§ GIVEN PROBLEM
Copy out the listing below without any changes. Start at the line that contains "kitchen sink -> point" and continue through the last line of the listing.

[Stored records]
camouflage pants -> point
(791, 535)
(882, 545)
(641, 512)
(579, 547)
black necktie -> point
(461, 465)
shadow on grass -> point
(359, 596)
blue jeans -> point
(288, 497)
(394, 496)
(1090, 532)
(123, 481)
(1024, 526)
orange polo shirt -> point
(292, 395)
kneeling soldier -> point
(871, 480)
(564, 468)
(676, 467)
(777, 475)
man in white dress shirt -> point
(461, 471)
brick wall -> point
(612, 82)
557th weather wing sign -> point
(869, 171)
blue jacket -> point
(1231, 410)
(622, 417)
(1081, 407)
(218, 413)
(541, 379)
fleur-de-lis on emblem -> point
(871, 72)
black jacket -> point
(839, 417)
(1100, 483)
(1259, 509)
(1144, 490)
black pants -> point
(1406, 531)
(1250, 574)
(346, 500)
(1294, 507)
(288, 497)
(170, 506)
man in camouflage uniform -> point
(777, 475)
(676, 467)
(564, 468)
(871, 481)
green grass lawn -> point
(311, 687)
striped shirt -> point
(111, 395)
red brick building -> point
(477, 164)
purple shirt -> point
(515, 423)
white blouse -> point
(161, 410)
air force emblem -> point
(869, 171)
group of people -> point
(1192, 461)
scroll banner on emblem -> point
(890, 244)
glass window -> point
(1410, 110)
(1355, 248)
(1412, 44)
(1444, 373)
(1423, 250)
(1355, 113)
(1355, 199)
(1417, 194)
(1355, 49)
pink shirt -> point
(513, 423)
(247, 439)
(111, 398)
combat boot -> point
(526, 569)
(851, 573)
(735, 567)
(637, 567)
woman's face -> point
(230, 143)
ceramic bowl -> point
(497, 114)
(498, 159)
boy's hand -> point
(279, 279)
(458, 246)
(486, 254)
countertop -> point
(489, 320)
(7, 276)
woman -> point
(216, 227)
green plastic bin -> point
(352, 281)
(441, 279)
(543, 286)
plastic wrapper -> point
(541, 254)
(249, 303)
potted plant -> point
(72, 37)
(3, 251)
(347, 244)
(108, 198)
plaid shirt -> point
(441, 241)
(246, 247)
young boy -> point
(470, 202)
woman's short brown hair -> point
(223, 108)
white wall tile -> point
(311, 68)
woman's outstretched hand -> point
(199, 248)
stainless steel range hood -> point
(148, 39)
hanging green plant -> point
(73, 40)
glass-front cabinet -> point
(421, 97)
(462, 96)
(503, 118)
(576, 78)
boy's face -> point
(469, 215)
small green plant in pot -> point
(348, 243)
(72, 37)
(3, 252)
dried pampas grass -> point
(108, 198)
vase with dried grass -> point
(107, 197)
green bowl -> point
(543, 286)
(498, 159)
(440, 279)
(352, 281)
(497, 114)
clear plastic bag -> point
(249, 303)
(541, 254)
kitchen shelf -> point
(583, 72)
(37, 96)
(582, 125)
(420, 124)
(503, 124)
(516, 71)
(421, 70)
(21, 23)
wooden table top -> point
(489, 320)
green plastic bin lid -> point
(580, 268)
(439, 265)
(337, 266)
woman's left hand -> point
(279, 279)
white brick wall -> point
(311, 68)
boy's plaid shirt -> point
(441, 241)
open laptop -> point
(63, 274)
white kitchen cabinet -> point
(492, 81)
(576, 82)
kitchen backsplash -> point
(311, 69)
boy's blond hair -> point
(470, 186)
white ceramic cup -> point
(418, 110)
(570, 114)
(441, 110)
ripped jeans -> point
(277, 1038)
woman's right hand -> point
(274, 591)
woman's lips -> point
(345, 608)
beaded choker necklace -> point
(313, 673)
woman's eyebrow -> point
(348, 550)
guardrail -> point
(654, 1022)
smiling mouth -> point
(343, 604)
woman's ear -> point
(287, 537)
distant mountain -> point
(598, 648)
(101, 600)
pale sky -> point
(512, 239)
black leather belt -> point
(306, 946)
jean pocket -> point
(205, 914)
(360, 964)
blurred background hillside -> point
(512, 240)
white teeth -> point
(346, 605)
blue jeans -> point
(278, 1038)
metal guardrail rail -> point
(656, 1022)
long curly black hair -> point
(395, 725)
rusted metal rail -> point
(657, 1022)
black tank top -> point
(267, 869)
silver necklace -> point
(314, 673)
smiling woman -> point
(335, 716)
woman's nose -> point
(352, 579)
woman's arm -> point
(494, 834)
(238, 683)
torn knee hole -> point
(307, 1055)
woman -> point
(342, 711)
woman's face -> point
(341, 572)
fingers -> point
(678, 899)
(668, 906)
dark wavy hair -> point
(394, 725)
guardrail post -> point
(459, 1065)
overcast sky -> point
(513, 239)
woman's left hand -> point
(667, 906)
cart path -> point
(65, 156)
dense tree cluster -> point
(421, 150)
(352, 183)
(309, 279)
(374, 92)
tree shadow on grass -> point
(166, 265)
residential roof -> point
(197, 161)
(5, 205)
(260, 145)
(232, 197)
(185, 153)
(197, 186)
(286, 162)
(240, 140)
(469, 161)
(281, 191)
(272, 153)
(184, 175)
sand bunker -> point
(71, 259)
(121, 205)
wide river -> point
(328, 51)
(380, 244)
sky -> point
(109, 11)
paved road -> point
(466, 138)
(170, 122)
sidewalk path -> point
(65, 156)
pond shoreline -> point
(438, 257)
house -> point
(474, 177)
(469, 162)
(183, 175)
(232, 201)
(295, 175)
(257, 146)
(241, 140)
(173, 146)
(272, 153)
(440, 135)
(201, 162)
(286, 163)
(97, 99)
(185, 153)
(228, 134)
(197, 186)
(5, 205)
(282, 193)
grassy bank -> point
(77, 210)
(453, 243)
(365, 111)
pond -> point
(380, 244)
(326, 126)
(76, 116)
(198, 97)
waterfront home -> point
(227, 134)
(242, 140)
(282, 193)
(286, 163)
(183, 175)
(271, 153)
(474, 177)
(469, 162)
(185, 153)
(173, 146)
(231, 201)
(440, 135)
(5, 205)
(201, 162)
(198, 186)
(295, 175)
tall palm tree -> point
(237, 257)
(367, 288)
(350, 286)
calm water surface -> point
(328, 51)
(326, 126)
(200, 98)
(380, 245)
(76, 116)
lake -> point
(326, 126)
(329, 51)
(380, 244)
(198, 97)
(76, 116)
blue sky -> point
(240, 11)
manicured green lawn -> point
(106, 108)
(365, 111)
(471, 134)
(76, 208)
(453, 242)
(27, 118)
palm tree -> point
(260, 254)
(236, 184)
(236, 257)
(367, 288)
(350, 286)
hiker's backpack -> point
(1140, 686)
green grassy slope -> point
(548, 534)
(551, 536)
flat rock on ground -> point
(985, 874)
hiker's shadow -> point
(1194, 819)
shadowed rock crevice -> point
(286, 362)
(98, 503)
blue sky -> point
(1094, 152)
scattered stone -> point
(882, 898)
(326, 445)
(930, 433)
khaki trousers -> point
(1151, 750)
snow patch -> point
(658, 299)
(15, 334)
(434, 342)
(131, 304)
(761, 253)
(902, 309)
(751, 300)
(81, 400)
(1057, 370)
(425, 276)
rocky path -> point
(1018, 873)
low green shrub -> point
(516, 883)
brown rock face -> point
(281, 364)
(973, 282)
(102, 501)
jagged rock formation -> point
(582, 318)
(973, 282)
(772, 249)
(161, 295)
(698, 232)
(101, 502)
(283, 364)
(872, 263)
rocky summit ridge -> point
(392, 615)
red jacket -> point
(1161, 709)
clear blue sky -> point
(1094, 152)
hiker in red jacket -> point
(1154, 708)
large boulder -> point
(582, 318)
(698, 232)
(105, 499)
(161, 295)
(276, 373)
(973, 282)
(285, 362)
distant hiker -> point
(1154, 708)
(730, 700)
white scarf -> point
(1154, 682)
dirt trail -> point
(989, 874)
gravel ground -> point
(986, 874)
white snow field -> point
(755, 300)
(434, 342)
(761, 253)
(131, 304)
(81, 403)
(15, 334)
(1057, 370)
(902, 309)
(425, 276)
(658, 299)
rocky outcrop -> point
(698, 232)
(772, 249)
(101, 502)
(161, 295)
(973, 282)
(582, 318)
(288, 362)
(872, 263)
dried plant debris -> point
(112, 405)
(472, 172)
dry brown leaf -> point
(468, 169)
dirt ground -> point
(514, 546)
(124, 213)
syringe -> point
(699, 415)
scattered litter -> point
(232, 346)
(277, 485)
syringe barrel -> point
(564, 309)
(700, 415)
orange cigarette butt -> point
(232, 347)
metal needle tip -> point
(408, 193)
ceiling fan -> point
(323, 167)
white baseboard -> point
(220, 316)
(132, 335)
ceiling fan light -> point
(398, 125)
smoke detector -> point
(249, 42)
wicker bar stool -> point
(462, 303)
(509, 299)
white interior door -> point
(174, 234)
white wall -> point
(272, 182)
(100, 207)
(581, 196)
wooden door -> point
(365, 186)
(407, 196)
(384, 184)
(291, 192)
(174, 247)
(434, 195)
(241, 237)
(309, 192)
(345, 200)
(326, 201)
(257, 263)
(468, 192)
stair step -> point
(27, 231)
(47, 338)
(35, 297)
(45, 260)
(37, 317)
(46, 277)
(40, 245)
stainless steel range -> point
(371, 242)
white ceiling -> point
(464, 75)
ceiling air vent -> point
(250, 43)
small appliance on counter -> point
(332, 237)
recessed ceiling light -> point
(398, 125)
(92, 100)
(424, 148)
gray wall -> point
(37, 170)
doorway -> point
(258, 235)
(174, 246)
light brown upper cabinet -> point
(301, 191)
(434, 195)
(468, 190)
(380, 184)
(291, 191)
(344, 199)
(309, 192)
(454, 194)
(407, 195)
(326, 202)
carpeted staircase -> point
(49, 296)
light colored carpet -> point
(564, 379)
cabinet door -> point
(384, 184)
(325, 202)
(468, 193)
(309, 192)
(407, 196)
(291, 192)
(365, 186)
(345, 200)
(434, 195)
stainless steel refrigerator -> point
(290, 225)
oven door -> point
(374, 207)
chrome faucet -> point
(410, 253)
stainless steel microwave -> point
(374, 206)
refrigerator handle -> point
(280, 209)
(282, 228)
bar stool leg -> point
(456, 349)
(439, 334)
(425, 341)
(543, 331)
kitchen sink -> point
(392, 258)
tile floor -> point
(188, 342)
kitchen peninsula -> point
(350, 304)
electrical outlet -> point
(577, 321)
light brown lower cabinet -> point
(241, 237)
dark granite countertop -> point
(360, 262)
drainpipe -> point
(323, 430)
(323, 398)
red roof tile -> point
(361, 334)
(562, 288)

§ THE OUTPUT
kitchen sink -> point
(392, 258)
tile floor -> point
(188, 342)
kitchen peninsula -> point
(350, 304)
electrical outlet -> point
(577, 321)
light brown lower cabinet -> point
(241, 237)
dark granite countertop -> point
(360, 262)
drainpipe -> point
(323, 430)
(323, 398)
red roof tile -> point
(361, 334)
(562, 288)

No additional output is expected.